> **Short task**:
Give the part of the items below that opens with the line containing "Where can the white" and closes with the line containing "Where can the man" (both lines included) as a JSON list of strings, one string per line, with blank lines left out.

> **Dataset records**:
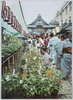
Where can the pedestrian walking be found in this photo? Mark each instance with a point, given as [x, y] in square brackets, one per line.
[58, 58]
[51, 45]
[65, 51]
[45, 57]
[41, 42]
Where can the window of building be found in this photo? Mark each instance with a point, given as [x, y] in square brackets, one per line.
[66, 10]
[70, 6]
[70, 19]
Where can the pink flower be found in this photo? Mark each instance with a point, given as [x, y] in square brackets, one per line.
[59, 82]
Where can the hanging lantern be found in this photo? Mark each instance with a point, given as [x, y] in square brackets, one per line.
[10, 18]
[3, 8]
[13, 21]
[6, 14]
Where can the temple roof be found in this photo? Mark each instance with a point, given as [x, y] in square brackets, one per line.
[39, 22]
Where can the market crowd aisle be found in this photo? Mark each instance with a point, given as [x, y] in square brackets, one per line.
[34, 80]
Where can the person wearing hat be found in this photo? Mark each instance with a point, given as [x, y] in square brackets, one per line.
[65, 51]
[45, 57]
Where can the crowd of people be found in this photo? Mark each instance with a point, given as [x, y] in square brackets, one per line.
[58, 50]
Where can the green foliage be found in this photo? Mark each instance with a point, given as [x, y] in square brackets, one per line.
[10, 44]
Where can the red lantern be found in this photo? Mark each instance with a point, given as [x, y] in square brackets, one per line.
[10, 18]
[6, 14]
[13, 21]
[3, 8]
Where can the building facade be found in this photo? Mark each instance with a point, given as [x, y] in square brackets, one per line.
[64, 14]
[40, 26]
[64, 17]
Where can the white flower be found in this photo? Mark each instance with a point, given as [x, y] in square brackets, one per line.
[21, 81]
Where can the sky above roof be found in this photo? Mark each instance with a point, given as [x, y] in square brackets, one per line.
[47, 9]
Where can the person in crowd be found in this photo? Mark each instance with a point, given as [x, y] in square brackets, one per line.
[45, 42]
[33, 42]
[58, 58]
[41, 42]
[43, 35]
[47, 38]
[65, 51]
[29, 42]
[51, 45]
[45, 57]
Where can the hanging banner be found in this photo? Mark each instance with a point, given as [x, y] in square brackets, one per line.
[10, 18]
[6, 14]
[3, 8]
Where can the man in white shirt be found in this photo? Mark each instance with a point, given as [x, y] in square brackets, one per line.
--
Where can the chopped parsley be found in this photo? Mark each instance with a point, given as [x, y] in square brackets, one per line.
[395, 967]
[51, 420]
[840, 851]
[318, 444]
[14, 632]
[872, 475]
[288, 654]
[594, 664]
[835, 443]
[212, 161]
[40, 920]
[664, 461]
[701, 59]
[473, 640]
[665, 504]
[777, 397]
==
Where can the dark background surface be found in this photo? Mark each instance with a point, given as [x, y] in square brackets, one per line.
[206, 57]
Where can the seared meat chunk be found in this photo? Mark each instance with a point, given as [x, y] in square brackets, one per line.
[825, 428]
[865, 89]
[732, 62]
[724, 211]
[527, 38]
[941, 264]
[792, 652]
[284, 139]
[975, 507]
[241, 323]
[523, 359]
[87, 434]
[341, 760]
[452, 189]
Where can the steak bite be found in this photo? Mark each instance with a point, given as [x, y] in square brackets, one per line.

> **Task response**:
[
  "Where can the white flower be found in this photo? Mark each instance with a point, given as [x, y] in square brackets, one per line.",
  "[21, 81]",
  "Where can the sky above roof be found in this photo? Mark each instance with a point, given as [x, y] in square brackets, one per line.",
  "[47, 9]",
  "Where can the person in crowd be found in this photo? Mark each instance with a point, given as [x, y] in square brackets, one per line.",
  "[45, 42]",
  "[33, 42]",
  "[58, 58]",
  "[41, 42]",
  "[43, 35]",
  "[47, 38]",
  "[65, 51]",
  "[29, 42]",
  "[51, 45]",
  "[45, 57]",
  "Where can the hanging banner be found in this photo? Mark each instance with a point, given as [x, y] in square brackets, one per line.",
  "[10, 18]",
  "[6, 14]",
  "[3, 8]",
  "Where can the man in white shirt be found in this photo? Mark each instance with a point, given as [x, y] in square brackets, one per line."
]